[DATA SECTION start]

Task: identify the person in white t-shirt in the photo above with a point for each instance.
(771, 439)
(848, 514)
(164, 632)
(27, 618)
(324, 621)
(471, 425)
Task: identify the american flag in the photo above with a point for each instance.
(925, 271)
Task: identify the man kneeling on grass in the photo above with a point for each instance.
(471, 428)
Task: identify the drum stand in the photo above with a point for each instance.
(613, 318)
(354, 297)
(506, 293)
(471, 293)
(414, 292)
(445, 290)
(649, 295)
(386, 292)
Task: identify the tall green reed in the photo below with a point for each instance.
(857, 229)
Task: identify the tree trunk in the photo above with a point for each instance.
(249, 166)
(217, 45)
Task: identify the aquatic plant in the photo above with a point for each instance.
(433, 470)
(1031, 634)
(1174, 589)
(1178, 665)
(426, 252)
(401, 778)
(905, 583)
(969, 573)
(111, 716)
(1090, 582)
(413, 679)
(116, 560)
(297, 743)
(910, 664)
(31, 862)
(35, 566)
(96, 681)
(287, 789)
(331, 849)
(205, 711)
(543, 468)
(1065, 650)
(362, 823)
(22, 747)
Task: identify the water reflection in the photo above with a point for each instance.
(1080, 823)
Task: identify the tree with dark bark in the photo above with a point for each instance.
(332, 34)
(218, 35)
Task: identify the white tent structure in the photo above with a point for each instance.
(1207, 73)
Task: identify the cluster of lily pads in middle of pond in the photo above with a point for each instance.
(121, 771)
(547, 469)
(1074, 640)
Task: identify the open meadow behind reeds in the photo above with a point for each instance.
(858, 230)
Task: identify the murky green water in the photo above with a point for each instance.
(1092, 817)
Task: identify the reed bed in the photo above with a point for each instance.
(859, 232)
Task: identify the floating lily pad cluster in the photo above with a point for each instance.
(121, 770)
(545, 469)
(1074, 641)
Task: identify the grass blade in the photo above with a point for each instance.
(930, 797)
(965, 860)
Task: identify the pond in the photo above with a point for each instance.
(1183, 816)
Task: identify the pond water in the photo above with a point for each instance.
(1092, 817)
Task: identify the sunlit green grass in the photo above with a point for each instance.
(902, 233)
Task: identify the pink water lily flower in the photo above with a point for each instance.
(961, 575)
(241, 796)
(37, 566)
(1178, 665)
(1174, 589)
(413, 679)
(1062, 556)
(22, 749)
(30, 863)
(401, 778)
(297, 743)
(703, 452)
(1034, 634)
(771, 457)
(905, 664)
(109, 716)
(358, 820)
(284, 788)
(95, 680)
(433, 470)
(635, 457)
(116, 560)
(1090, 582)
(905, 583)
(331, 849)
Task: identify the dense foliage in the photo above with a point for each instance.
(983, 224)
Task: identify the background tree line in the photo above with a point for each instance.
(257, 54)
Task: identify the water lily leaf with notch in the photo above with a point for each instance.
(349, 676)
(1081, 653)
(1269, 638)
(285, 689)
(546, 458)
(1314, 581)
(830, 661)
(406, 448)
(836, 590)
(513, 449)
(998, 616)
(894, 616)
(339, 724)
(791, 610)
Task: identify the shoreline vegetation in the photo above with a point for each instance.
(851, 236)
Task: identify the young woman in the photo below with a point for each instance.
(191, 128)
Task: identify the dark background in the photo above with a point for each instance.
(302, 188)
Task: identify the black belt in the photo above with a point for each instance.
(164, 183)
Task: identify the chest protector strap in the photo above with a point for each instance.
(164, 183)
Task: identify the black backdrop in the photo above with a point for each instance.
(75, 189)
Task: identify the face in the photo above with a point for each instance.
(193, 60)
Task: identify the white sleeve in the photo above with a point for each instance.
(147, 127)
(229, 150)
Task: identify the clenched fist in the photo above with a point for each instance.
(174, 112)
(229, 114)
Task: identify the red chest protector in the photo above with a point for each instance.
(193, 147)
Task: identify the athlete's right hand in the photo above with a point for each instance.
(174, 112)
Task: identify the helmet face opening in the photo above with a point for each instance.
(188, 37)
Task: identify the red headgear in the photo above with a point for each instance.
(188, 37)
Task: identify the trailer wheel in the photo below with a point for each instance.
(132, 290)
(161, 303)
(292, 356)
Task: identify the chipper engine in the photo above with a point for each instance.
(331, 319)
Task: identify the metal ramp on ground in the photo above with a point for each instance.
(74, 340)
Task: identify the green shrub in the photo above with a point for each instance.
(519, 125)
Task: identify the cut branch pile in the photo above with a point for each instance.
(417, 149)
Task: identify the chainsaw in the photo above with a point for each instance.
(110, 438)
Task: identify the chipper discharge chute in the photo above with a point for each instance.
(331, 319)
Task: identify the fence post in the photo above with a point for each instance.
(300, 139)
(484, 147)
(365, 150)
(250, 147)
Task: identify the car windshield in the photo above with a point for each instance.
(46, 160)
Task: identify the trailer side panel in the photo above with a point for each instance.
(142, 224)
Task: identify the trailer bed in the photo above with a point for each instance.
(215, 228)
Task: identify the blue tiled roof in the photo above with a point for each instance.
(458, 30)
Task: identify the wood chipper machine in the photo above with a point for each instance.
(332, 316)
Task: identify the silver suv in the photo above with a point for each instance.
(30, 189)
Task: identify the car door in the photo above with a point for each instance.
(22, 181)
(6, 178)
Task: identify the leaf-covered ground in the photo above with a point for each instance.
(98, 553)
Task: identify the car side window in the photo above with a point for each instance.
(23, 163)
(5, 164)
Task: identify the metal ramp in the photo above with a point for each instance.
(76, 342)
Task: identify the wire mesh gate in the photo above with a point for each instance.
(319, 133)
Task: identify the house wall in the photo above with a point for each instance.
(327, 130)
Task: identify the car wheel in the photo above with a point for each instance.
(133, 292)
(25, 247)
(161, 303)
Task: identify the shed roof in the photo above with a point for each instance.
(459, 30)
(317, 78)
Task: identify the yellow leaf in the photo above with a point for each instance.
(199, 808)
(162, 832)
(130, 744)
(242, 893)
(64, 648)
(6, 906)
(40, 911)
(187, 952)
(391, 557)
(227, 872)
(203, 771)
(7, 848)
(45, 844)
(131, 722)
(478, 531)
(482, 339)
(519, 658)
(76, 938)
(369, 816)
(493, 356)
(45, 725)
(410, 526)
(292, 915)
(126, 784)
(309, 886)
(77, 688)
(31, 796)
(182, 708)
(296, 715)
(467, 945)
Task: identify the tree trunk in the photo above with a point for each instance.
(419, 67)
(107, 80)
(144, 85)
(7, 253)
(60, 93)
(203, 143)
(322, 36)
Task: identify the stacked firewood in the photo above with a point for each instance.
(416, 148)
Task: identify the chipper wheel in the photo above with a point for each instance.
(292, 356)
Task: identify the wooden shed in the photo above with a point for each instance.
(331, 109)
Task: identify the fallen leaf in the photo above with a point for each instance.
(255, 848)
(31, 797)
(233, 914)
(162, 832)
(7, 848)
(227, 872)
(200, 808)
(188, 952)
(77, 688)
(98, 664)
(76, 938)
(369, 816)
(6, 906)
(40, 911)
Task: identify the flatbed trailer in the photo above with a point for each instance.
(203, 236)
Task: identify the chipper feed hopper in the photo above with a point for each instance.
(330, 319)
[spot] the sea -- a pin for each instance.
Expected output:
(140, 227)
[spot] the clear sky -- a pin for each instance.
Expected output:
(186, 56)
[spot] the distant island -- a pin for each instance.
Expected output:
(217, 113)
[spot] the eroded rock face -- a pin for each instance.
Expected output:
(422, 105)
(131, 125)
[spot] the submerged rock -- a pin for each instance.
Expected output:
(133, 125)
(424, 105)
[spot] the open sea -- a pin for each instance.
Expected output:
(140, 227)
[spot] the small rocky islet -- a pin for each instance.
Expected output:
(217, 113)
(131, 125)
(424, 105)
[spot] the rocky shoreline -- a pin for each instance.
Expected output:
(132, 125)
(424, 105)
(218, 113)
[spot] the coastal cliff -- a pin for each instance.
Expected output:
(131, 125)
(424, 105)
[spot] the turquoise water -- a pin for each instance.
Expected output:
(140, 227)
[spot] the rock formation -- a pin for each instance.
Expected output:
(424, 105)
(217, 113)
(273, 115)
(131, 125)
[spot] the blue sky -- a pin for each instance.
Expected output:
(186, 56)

[DATA SECTION end]

Beginning with the line that contains "Task: identify the chipper wheel", quote each line exactly through the last line of the entries above, and nothing beyond them.

Task: identify the chipper wheel in the photo above with a point for each instance.
(292, 356)
Task: identify the wooden shed in the photo above with a point for each instance.
(331, 109)
Task: identify the fallen leaf in the photo above with a point for each instance.
(255, 848)
(31, 797)
(233, 914)
(162, 832)
(7, 848)
(227, 872)
(200, 808)
(188, 952)
(77, 688)
(98, 664)
(76, 938)
(369, 816)
(6, 906)
(40, 911)
Task: identify the flatbed trailer in the photo above with a point for each instance.
(203, 236)
Task: identify the chipper feed hopper in the photo above with a point for each instance.
(330, 319)
[spot] the sea -- a pin for each instance.
Expected output:
(140, 227)
[spot] the clear sky -- a pin for each instance.
Expected output:
(186, 56)
[spot] the distant island -- a pin for each instance.
Expected output:
(217, 113)
[spot] the eroded rock face -- a pin for each instance.
Expected output:
(422, 105)
(131, 125)
[spot] the submerged rock -- a pin for each instance.
Expected output:
(133, 125)
(424, 105)
[spot] the open sea -- a pin for each instance.
Expected output:
(140, 227)
[spot] the small rocky islet -- a pin for each instance.
Expected output:
(217, 113)
(131, 125)
(424, 105)
[spot] the rocky shoreline -- a pin for each instance.
Expected output:
(132, 125)
(424, 105)
(218, 113)
[spot] the coastal cliff -- a pin for each instance.
Expected output:
(131, 125)
(424, 105)
[spot] the turquoise water -- a pin for each instance.
Expected output:
(140, 227)
[spot] the rock formation -- a pin for each instance.
Expected output:
(424, 105)
(217, 113)
(273, 115)
(131, 125)
[spot] the blue sky -- a pin for each instance.
Expected output:
(186, 56)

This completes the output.